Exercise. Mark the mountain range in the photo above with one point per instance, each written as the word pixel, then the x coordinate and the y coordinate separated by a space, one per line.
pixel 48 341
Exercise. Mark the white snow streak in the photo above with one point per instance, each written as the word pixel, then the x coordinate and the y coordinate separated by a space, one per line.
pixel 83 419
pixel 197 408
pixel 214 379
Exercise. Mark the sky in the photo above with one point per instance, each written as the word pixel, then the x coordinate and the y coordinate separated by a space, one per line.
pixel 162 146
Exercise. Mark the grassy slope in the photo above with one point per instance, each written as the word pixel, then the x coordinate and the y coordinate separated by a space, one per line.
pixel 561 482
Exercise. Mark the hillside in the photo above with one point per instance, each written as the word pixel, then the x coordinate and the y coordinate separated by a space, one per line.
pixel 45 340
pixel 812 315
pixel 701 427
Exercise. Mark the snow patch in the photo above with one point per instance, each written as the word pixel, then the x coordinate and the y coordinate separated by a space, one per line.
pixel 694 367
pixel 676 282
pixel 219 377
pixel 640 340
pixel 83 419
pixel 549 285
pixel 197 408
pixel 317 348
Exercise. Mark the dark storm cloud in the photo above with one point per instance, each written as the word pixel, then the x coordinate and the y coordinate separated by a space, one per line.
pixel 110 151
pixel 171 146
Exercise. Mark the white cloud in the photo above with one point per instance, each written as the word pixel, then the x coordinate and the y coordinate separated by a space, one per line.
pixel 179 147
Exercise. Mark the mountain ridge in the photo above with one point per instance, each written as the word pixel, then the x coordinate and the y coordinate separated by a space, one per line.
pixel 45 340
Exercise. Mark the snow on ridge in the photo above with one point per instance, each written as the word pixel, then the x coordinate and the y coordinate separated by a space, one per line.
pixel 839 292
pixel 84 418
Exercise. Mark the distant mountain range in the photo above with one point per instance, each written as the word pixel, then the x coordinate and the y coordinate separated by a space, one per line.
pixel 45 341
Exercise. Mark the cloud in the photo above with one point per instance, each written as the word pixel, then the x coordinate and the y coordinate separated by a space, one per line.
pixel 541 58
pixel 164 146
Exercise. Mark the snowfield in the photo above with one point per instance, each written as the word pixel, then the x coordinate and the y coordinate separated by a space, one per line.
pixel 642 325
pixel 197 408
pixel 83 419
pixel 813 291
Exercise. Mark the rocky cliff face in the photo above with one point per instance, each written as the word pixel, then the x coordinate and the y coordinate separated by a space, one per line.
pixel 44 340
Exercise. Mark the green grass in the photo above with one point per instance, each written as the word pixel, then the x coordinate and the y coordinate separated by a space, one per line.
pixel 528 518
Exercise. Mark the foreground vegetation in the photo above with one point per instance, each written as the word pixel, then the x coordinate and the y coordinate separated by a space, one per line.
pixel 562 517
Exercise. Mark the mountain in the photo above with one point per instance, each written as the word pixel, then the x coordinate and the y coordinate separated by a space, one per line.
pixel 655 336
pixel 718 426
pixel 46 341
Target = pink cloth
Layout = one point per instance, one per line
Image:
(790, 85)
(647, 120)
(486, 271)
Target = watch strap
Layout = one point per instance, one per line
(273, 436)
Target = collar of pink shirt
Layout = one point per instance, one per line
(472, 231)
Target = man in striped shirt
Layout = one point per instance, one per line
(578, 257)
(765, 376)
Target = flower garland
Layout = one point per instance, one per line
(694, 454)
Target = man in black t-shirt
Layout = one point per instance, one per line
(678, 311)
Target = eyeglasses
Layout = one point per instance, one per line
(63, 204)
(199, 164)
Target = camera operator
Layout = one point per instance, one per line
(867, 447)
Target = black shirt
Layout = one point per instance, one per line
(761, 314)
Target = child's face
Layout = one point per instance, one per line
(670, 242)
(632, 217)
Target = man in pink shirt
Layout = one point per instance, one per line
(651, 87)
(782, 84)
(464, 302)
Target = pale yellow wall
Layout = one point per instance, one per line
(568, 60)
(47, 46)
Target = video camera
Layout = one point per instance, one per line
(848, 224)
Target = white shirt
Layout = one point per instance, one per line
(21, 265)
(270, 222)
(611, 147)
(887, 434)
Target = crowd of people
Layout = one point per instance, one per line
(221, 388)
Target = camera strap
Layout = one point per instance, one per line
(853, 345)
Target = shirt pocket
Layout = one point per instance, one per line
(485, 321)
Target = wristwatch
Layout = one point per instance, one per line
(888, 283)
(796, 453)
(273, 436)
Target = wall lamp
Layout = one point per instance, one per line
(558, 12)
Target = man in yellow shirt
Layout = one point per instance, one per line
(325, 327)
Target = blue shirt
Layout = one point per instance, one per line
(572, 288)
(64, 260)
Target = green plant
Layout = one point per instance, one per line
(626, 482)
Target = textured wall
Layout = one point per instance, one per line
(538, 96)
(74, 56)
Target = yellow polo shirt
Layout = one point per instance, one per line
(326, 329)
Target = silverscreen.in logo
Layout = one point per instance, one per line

### Work instructions
Rewrite all of the data above, changing every "one point per instance" to "a single point per instance" and keeping the rest of each line unchanged.

### Full answer
Exercise. Mark the mountain range in the photo above with a single point per instance, each written as the word pixel, then the x coordinate and the y coordinate separated by a space, one per line.
pixel 48 341
Exercise. Mark the white snow streak in the photo above with a single point per instance, each written as the word pixel, then the x coordinate and the y coordinate separated by a space, one per line.
pixel 83 419
pixel 197 408
pixel 214 379
Exercise. Mark the sky in the photo above with a single point per instance, each written as the word pixel, then the x coordinate and the y coordinate separated by a space, one per line.
pixel 162 146
Exercise. Mark the grassy slope in the photo above with a single point per instance, each written as the word pixel, then the x coordinate and the y coordinate separated by a space, one per line.
pixel 561 482
Exercise. Mark the hillside in the photo above with a single point per instance, each written as the word pixel, then the x coordinate and the y coordinate separated by a space, one per line.
pixel 45 340
pixel 812 315
pixel 701 427
Exercise. Mark the snow patch in the photo above with a single point per instance, each written as the word pixel, then the x coordinate and the y coordinate separated by a space, one per line.
pixel 694 367
pixel 676 282
pixel 219 377
pixel 640 340
pixel 83 419
pixel 549 285
pixel 197 408
pixel 317 348
Exercise. Mark the dark storm cloud in the photo above with a single point per instance, each written as the word pixel, then the x coordinate and the y coordinate separated by a space, one per line.
pixel 110 151
pixel 171 146
Exercise. Mark the white cloud in the photo above with a single point per instance, each written as the word pixel, then the x coordinate and the y coordinate separated by a space, one per line.
pixel 179 147
Exercise. Mark the mountain ridge in the photo above with a single point per instance, each written as the word pixel, then the x coordinate and the y coordinate separated by a space, one per line.
pixel 45 340
Exercise. Mark the snow on ridge in the photo above with a single point per instance, each written as the word pixel, then the x coordinate and the y coordinate separated by a space, one per line.
pixel 839 292
pixel 84 418
Exercise. Mark the distant mountain range in the photo above with a single point per instance, each written as the word pixel, then the x coordinate and the y coordinate separated by a space, one per line.
pixel 45 341
Exercise. Mark the cloud in the photo above with a single point per instance, each written as the word pixel, then the x coordinate and the y coordinate separated by a space, one per line.
pixel 541 58
pixel 164 146
Exercise. Mark the snowfield in the photo above with a single point per instance, each written as the word pixel, then the x coordinate and the y coordinate separated by a space, one per line.
pixel 642 325
pixel 197 408
pixel 83 419
pixel 813 291
Exercise. Mark the rocky cliff face in the photo above with a single point per instance, each written as the word pixel, then the x coordinate and the y coordinate separated by a space, one per line.
pixel 44 340
Exercise. Mark the green grass in the photo above with a single point per instance, each written as the word pixel, then the x coordinate and the y coordinate separated by a space, one per line.
pixel 528 518
Exercise. Mark the foreground vegetation in the photo above with a single point per instance, each written as the word pixel, then the x coordinate and the y coordinate separated by a space, one per line.
pixel 562 517
Exercise. Mark the mountain in the photo above with a single point per instance, each written as the word pixel, then the x coordinate and the y coordinate separated by a space, one per line.
pixel 655 336
pixel 718 426
pixel 46 341
Target = pink cloth
Layout = a single point per instance, one per line
Image:
(790, 85)
(647, 120)
(486, 271)
Target = watch strap
Layout = a single point per instance, one per line
(273, 436)
Target = collar of pink shirt
Layout = a single point per instance, one per line
(472, 231)
Target = man in striped shirt
Layout = a single point per instance, one per line
(578, 257)
(765, 376)
Target = flower garland
Layout = a single point per instance, one per line
(694, 454)
Target = man in black t-shirt
Layout = a single point per instance, one per line
(678, 311)
Target = eyeglasses
Layout = a single point per instance, one per line
(63, 204)
(199, 164)
Target = camera operator
Layout = a single point per instance, one per line
(867, 447)
Target = black shirt
Layout = a single point per instance, one per line
(761, 314)
Target = child's face
Layout = a single point per instance, one per line
(670, 242)
(632, 217)
Target = man in pink shirt
Layout = a single point per instance, one per line
(651, 87)
(782, 84)
(464, 302)
Target = pale yellow wall
Layout = a single point per instance, one per line
(568, 60)
(47, 46)
Target = video camera
Layout = a single point per instance, one per line
(848, 224)
Target = white shirt
Layout = a single point per instance, one per line
(21, 265)
(270, 222)
(611, 147)
(887, 434)
Target = crowd of people
Layout = a single point per instance, one per line
(221, 388)
Target = camera strap
Layout = a single point per instance, one per line
(853, 345)
Target = shirt pocket
Layout = a single point per instance, one per line
(485, 321)
Target = wristwatch
Layout = a single point per instance, one per line
(888, 283)
(796, 453)
(273, 436)
Target = wall lamp
Layout = a single point per instance, one per line
(558, 12)
Target = man in yellow shirt
Layout = a single point per instance, one per line
(325, 327)
Target = blue shirt
Layout = a single point per instance, one per line
(572, 288)
(64, 260)
Target = green plant
Layout = a single point per instance, one per line
(626, 482)
Target = textured wall
Layout = a single point per instance, one per line
(538, 96)
(74, 56)
Target = yellow polo shirt
Layout = a single point per instance, one per line
(326, 329)
Target = silverscreen.in logo
Layout = a single point per instance, one per line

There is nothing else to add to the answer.